→ **Exercise**:
Extract, verbatim, all lines starting at the one containing "Target = front side window" and ending with the final line of the listing, and no others.
# START OF Data provided
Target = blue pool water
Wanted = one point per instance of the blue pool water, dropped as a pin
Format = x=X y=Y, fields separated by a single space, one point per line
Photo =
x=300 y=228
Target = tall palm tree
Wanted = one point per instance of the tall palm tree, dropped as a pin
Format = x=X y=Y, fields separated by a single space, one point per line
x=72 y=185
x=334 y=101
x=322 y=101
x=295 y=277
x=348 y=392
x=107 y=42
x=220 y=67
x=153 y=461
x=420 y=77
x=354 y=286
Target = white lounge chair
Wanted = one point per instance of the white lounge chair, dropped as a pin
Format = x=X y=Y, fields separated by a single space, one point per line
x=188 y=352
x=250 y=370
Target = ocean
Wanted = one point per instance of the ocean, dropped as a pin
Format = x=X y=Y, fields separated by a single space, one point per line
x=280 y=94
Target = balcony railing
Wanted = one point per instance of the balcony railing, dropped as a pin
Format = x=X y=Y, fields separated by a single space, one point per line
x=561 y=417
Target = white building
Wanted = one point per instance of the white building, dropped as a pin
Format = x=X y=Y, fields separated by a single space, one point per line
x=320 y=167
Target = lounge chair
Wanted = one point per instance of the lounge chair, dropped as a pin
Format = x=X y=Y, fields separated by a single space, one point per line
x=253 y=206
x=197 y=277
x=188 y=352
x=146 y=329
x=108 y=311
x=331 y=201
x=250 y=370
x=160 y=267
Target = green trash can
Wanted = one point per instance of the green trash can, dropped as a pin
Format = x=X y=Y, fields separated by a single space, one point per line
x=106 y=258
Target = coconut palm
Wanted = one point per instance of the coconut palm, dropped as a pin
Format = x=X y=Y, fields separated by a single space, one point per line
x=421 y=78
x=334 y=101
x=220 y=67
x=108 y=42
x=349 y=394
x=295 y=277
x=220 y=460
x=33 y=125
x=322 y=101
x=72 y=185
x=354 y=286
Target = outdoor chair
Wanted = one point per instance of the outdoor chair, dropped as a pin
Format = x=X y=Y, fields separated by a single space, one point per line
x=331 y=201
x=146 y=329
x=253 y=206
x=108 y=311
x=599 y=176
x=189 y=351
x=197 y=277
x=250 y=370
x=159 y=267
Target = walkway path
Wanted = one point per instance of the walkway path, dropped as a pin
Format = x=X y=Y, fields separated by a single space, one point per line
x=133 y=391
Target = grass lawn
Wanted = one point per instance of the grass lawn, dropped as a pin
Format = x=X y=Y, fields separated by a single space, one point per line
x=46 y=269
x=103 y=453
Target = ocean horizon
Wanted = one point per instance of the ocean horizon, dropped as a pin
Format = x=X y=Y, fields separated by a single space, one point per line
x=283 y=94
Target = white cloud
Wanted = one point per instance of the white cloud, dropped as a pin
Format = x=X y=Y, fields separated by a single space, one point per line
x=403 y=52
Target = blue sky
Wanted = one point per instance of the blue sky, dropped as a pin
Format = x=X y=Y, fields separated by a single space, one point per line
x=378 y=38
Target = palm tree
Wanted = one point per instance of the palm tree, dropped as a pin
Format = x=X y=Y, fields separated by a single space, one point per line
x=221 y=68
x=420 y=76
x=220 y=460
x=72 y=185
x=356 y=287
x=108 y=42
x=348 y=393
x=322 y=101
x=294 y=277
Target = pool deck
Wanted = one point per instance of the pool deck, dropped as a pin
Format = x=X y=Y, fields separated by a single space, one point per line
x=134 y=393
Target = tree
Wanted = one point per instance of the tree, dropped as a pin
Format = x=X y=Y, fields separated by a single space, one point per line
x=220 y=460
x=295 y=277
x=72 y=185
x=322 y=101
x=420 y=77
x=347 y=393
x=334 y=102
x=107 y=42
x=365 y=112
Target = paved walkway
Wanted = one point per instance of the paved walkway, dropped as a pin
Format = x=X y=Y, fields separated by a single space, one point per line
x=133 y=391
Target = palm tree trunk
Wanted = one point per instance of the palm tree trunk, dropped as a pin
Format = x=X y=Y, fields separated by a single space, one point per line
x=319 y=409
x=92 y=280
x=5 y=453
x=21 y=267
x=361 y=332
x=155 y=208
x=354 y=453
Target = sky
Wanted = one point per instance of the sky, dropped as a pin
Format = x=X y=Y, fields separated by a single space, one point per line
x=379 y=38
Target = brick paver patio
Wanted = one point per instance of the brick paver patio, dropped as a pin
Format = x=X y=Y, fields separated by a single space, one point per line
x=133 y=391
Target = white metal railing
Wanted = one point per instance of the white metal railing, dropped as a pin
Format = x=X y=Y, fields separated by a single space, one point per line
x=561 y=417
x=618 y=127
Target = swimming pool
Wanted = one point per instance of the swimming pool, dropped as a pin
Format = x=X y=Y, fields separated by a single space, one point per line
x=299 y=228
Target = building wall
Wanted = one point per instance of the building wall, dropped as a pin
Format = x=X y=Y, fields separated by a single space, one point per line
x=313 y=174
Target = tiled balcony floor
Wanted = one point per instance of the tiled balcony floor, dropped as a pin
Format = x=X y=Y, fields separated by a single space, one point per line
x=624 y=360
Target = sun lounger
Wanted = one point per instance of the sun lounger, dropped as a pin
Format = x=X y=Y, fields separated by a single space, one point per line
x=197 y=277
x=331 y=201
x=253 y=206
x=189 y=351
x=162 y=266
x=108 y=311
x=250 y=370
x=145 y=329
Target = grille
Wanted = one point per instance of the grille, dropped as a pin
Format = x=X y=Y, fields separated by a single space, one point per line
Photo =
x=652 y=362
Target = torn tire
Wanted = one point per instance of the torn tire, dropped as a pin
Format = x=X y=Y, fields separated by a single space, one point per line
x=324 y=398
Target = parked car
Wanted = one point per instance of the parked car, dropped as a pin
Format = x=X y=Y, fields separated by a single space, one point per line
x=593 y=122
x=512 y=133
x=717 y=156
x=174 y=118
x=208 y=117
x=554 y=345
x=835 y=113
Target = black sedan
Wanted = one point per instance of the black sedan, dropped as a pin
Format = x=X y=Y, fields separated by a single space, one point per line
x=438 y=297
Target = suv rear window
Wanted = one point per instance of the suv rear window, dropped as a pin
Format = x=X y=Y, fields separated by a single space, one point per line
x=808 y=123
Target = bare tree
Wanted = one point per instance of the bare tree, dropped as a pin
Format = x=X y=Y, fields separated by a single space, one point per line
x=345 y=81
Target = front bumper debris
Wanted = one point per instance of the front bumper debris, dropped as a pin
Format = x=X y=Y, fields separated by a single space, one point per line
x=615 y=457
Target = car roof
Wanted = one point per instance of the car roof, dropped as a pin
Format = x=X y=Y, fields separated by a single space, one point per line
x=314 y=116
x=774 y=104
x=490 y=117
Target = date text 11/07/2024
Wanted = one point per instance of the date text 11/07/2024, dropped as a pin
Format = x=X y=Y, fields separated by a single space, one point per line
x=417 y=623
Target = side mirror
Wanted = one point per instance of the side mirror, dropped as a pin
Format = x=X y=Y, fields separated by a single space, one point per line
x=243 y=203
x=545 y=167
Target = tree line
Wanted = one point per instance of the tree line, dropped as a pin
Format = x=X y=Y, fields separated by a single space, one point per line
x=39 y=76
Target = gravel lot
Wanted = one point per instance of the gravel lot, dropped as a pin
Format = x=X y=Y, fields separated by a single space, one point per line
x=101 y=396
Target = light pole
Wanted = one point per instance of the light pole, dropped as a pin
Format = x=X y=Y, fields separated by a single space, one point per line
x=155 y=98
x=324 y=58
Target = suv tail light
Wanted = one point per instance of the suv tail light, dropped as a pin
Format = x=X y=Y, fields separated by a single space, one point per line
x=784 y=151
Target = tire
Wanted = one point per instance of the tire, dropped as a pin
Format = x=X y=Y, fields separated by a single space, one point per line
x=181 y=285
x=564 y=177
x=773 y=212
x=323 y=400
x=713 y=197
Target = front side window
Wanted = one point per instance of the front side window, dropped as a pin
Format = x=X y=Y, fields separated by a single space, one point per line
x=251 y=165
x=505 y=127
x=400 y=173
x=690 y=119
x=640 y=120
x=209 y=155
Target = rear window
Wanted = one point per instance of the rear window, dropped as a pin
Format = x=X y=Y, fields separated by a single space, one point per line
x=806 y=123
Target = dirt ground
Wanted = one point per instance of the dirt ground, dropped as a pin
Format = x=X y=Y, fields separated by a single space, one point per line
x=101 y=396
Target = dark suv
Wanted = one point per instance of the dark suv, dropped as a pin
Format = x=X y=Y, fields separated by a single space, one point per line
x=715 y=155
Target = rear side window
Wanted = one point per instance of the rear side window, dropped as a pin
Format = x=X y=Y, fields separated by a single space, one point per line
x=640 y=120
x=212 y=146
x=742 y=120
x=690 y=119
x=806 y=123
# END OF Data provided
→ **Exercise answer**:
Target = front side window
Wanted = one point per instance of the front side window, dropped as a pin
Format = x=X y=Y, fields separated by a single space, one point per line
x=251 y=165
x=505 y=127
x=400 y=173
x=690 y=119
x=640 y=120
x=209 y=155
Target = rear window
Wanted = one point per instance of the rear window, dropped as a pin
Format = x=X y=Y, fields separated by a single space, one point per line
x=806 y=123
Target = dirt ground
Wanted = one point per instance of the dirt ground, dropped as a pin
Format = x=X y=Y, fields separated by a single space, one point per line
x=101 y=396
Target = dark suv
Wanted = one point per instance of the dark suv, dropped as a pin
Format = x=X y=Y, fields separated by a single space, one point per line
x=715 y=155
Target = rear side window
Wanted = one point per instance of the rear side window, dropped as a pin
Format = x=X y=Y, fields separated by a single space, one point per line
x=640 y=120
x=212 y=146
x=742 y=120
x=690 y=119
x=806 y=123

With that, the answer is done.